═════ EXTRACTED MATERIAL

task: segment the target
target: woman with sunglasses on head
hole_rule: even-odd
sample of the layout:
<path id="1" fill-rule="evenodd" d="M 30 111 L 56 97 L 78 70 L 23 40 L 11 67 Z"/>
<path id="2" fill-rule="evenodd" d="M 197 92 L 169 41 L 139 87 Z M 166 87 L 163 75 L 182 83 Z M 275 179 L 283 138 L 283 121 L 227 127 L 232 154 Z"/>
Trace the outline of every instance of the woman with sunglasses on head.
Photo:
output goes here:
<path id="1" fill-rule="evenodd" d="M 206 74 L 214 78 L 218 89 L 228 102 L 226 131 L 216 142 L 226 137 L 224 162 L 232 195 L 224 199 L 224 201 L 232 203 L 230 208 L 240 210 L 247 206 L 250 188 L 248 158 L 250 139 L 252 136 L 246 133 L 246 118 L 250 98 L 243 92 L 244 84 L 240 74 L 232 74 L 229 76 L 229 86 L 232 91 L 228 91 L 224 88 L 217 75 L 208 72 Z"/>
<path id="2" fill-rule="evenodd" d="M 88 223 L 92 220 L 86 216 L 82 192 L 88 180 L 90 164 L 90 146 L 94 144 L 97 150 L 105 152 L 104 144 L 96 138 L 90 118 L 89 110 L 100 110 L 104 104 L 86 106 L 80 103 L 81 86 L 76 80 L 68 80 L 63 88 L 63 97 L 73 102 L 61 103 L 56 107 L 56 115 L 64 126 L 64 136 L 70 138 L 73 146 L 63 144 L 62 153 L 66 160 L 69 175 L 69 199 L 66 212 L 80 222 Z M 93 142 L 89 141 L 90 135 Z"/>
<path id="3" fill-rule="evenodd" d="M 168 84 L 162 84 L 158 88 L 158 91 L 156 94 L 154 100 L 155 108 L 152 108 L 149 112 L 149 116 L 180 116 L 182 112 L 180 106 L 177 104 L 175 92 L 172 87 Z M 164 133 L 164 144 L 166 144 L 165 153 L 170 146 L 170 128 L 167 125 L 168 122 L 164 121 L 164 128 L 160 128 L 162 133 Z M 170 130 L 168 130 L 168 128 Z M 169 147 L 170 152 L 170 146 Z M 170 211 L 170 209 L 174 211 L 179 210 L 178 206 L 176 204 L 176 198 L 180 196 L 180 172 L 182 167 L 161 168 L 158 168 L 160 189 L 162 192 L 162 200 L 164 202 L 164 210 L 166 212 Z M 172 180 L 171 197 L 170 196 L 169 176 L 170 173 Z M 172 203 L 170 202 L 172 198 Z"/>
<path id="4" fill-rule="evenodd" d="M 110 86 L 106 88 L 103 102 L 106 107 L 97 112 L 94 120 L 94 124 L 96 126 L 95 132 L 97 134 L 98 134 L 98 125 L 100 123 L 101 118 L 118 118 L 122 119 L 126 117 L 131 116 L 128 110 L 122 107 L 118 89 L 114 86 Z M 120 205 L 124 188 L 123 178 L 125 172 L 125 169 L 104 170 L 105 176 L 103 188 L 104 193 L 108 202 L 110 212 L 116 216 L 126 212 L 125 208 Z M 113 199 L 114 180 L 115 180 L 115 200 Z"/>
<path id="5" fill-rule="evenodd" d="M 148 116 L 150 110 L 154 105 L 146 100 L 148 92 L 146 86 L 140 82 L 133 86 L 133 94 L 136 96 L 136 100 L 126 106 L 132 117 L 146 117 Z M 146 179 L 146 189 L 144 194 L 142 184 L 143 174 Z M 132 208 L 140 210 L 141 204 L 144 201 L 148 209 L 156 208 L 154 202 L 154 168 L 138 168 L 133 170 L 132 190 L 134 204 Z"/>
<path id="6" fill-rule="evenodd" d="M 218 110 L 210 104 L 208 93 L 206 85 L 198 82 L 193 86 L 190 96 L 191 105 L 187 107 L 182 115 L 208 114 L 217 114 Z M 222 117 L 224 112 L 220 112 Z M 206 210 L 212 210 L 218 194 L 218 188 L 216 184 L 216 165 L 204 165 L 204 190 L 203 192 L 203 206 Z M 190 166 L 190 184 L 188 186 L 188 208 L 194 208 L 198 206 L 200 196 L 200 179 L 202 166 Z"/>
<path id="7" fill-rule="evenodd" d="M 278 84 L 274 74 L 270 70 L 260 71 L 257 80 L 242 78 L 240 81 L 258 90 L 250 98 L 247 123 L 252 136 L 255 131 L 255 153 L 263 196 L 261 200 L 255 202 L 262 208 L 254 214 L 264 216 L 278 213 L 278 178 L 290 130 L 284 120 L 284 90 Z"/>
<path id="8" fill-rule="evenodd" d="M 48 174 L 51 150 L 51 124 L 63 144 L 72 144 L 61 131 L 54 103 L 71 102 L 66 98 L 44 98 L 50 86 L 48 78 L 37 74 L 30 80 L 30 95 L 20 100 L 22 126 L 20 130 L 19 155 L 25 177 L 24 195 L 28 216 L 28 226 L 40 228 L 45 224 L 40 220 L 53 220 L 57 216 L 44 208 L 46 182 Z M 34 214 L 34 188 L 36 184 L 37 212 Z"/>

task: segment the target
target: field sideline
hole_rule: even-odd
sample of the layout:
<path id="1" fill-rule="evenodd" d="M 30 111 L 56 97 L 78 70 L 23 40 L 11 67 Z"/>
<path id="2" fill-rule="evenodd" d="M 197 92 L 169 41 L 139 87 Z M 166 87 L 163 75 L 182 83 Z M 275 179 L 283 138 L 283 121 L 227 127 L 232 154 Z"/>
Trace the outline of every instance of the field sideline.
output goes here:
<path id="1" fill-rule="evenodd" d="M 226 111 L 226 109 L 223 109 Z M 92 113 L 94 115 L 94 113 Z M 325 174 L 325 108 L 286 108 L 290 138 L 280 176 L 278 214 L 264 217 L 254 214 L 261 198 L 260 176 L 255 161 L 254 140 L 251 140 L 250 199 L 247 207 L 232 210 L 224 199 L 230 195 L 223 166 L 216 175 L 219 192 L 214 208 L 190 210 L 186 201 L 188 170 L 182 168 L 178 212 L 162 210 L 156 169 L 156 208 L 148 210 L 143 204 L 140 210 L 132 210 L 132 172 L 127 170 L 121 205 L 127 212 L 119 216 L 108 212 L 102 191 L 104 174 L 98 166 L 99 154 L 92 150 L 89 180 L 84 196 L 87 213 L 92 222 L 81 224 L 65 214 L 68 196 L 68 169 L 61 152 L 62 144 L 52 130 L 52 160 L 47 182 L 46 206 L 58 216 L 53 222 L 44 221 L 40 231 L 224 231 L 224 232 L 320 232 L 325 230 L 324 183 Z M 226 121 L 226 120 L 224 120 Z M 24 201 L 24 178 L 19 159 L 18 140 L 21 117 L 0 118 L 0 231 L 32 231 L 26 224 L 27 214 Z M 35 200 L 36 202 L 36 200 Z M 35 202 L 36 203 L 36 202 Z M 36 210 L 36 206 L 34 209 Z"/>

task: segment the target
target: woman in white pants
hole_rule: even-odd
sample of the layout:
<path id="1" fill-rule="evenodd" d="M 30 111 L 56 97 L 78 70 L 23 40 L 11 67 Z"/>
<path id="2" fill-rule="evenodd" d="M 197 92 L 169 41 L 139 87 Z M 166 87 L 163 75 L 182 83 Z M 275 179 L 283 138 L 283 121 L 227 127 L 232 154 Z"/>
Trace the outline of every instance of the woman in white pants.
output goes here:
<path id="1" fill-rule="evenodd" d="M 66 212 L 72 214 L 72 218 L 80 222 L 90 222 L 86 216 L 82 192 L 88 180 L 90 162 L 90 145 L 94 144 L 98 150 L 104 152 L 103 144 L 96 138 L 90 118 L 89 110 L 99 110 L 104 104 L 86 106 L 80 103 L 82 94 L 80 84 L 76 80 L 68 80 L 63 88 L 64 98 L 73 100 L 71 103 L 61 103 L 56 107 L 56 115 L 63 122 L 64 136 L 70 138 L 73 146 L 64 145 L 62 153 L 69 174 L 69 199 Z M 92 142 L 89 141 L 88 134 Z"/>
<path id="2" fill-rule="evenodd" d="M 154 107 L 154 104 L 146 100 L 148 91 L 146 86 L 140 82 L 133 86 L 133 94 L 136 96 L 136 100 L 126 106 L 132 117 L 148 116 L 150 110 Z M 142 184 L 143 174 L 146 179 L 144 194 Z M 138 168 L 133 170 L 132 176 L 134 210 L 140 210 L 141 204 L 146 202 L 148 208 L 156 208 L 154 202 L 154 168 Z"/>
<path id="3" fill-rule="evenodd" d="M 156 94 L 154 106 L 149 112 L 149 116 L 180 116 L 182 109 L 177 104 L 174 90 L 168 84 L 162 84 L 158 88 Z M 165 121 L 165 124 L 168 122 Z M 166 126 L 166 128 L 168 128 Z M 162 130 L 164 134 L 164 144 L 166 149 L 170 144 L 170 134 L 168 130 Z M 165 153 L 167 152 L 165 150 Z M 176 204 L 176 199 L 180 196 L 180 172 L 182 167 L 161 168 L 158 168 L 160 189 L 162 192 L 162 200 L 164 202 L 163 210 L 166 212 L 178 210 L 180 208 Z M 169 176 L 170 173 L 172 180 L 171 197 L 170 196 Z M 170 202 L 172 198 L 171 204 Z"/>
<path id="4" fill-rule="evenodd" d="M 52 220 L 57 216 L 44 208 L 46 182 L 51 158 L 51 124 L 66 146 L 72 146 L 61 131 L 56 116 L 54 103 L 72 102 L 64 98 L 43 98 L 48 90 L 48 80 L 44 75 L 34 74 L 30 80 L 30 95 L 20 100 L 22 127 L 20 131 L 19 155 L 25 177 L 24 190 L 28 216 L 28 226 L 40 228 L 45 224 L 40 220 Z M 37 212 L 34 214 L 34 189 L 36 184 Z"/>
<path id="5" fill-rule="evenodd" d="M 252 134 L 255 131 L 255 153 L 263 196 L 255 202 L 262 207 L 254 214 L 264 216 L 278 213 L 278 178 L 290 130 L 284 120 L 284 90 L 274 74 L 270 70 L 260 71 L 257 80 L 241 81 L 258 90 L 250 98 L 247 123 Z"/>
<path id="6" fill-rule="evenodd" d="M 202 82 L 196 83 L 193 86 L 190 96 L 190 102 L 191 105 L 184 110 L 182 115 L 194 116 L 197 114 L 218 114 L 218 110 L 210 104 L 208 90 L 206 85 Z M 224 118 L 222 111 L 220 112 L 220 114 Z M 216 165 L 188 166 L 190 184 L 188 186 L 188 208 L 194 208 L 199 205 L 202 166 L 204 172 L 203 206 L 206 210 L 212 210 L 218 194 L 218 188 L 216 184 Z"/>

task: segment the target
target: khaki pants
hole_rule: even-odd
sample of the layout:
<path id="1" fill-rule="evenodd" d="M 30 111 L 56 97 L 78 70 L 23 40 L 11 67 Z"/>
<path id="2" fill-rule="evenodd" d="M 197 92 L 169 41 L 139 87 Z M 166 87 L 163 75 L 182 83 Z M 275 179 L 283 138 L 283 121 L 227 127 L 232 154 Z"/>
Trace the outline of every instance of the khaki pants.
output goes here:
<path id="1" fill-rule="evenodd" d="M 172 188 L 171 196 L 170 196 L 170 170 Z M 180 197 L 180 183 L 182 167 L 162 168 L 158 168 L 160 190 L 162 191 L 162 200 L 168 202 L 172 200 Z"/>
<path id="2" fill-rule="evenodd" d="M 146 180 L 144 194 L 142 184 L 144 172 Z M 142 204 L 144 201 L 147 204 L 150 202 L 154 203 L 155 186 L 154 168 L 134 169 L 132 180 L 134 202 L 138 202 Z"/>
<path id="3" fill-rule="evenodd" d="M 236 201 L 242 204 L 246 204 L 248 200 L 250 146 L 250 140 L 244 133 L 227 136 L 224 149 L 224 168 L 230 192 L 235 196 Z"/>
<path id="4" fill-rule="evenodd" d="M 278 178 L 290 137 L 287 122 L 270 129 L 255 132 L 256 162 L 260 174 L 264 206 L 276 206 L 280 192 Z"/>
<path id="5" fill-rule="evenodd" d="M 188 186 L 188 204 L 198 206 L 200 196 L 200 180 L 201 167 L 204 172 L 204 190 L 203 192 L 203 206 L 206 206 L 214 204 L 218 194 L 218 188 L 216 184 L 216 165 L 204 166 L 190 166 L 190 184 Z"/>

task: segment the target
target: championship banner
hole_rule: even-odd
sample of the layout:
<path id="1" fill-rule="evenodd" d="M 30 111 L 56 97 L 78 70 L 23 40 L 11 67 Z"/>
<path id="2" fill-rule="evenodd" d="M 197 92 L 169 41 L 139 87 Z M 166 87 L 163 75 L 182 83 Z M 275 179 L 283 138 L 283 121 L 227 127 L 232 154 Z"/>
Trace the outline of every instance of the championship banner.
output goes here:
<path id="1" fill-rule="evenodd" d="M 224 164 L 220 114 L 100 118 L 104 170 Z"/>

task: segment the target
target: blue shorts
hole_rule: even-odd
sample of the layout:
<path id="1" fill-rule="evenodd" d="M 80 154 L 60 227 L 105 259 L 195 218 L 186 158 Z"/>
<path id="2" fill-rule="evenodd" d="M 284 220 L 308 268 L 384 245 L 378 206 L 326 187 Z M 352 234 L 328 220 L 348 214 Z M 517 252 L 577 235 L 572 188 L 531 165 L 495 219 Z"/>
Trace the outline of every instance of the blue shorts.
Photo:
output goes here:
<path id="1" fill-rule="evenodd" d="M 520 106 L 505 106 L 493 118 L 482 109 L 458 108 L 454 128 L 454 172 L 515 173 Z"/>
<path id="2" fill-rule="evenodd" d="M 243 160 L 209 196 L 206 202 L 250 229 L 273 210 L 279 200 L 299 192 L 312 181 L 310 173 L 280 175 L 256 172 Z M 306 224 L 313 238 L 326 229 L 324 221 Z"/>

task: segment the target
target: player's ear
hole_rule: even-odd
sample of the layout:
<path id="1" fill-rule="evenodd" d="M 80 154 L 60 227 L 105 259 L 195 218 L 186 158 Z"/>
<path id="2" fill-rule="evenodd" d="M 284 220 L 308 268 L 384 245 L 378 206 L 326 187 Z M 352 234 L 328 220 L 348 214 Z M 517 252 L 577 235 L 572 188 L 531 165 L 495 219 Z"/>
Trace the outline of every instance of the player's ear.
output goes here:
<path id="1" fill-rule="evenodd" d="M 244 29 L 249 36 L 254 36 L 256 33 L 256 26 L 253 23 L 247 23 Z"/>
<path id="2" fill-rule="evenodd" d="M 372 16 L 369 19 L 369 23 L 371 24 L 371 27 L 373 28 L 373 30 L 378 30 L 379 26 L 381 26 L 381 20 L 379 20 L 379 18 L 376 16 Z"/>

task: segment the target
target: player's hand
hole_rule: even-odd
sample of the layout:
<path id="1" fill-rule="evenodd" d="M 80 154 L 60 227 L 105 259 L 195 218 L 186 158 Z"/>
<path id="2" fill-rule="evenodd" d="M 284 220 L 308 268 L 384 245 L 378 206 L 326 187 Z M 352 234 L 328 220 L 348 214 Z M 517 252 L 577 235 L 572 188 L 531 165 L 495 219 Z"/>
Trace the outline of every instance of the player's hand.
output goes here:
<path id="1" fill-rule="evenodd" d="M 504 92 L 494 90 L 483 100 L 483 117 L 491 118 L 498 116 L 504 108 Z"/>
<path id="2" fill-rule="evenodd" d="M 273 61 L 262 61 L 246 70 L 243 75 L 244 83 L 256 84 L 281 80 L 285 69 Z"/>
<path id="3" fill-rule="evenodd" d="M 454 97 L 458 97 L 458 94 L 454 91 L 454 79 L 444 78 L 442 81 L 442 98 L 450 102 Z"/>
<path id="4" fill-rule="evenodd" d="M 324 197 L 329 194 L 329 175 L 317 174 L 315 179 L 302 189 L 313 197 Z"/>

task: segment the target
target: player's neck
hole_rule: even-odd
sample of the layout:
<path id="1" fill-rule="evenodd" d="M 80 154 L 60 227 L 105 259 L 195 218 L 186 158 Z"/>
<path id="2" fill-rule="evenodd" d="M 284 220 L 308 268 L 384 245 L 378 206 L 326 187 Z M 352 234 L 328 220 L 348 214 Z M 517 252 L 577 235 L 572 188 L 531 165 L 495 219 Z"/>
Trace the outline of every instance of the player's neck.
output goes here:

══════════

(TASK DETAILS) Swap "sunglasses" for "glasses" in the stretch from the start of the records through the line containing "88 223 L 92", and give those lines again with nothing else changed.

(EXPECTED ANSWER)
task: segment the target
target: woman with glasses on head
hole_rule: even-odd
sample of the layout:
<path id="1" fill-rule="evenodd" d="M 30 111 L 56 97 L 78 70 L 23 40 L 11 67 Z"/>
<path id="2" fill-rule="evenodd" d="M 197 92 L 169 41 L 139 87 Z M 166 87 L 163 75 L 182 83 Z M 275 179 L 283 138 L 283 121 L 227 127 L 232 154 Z"/>
Trace the outline of every instance of the woman with glasses on head.
Photo:
output goes here:
<path id="1" fill-rule="evenodd" d="M 206 74 L 214 78 L 218 89 L 228 102 L 226 131 L 216 142 L 226 137 L 224 162 L 232 195 L 224 199 L 224 201 L 232 203 L 230 208 L 240 210 L 247 206 L 250 188 L 248 158 L 250 139 L 252 136 L 246 133 L 246 118 L 250 98 L 243 92 L 244 84 L 240 74 L 232 74 L 229 76 L 229 86 L 232 91 L 228 91 L 224 88 L 217 75 L 208 72 Z"/>
<path id="2" fill-rule="evenodd" d="M 88 223 L 92 220 L 86 216 L 82 192 L 88 180 L 90 164 L 90 146 L 94 144 L 97 150 L 105 152 L 104 144 L 96 138 L 90 118 L 89 110 L 100 110 L 104 104 L 86 106 L 80 103 L 81 86 L 76 80 L 68 80 L 63 88 L 63 97 L 73 102 L 61 103 L 56 107 L 56 115 L 64 126 L 64 136 L 70 138 L 73 146 L 63 144 L 62 153 L 66 160 L 69 175 L 69 199 L 66 212 L 80 222 Z M 93 142 L 89 141 L 90 135 Z"/>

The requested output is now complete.